-- start EXTRACTED RECORDS --
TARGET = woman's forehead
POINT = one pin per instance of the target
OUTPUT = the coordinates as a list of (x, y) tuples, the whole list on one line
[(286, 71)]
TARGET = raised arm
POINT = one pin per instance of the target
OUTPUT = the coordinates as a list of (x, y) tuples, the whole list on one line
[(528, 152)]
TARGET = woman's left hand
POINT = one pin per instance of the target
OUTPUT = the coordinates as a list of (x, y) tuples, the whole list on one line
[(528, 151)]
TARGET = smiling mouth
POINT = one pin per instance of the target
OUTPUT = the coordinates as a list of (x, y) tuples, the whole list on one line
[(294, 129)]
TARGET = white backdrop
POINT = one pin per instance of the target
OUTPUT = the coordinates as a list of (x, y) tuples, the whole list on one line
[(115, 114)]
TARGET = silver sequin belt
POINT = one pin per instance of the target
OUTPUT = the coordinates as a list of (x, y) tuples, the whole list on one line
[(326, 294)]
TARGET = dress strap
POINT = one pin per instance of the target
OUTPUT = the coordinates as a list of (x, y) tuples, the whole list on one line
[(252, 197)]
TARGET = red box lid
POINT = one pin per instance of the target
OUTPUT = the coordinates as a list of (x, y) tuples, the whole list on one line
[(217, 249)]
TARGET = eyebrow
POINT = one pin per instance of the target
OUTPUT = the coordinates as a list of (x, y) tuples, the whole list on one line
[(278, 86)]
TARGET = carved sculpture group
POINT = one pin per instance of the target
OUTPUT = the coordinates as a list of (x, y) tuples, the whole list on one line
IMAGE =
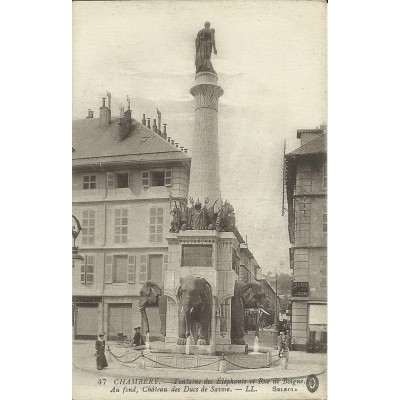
[(199, 217)]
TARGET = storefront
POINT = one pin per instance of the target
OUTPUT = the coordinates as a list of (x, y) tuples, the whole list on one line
[(317, 337)]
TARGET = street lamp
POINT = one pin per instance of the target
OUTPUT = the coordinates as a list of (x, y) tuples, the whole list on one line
[(75, 233)]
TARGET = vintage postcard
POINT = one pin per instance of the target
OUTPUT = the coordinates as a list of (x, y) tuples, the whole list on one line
[(199, 226)]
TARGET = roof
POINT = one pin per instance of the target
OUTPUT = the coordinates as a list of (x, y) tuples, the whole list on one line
[(316, 146), (93, 143)]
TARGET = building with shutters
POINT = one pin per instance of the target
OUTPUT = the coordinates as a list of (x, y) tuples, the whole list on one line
[(124, 173), (306, 182)]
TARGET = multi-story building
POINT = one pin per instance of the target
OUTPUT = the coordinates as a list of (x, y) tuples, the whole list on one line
[(306, 181), (124, 174)]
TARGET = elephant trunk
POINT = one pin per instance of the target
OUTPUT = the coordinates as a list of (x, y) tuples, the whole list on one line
[(144, 317), (259, 319), (188, 324)]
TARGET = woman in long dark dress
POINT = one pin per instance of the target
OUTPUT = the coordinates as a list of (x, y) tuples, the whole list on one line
[(101, 360)]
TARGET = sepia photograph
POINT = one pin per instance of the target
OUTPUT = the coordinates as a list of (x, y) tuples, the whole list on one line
[(199, 199)]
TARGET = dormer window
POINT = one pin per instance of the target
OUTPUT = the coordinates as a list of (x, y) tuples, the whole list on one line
[(89, 181), (157, 178)]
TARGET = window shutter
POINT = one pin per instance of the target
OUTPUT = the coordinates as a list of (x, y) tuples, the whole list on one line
[(145, 178), (110, 180), (168, 177), (131, 269), (143, 268), (108, 271), (83, 275)]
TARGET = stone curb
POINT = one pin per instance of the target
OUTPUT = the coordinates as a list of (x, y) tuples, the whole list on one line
[(177, 373)]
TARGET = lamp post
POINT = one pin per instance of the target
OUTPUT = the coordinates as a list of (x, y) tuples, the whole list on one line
[(276, 302), (75, 233)]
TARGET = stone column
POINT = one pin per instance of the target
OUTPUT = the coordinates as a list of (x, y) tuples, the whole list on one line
[(204, 171)]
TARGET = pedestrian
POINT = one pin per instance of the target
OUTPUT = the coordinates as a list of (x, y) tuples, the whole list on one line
[(280, 343), (101, 360), (137, 338), (285, 356)]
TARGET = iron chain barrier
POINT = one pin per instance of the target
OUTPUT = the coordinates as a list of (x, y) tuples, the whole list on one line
[(222, 358)]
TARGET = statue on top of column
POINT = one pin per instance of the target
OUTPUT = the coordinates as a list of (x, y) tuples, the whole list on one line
[(205, 43)]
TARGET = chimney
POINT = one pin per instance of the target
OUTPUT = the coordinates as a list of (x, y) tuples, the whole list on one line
[(104, 114), (159, 121), (307, 135), (124, 123), (109, 107)]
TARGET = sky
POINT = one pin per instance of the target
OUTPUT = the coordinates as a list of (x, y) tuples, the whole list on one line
[(271, 64)]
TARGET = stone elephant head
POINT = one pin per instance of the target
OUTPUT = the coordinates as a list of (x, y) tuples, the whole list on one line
[(247, 295), (194, 309), (151, 295)]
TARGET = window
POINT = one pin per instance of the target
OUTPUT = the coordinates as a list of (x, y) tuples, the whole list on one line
[(323, 271), (89, 181), (157, 178), (88, 226), (156, 224), (122, 180), (120, 269), (145, 178), (121, 225), (325, 223), (110, 180), (324, 176), (87, 270), (143, 268), (168, 177)]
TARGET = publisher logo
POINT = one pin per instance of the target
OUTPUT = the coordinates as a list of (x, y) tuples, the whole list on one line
[(312, 383)]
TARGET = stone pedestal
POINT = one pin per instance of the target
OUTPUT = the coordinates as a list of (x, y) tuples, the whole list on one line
[(218, 273), (204, 171)]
-- end EXTRACTED RECORDS --
Copy out the lines from the one containing "TARGET = roof" through the one containing "[(124, 173), (306, 182)]", including both of those lines, and nothing else.

TARGET = roof
POINT = one pin per instance of the target
OUTPUT = the coordinates as a list of (x, y) tuples, the whole list on one line
[(316, 146), (93, 143)]
TARGET = building with shutters
POINT = one pin per instance of the target
OUTPUT = the coordinates as a list of (x, y) tuples, the whole list on one line
[(124, 173), (306, 182)]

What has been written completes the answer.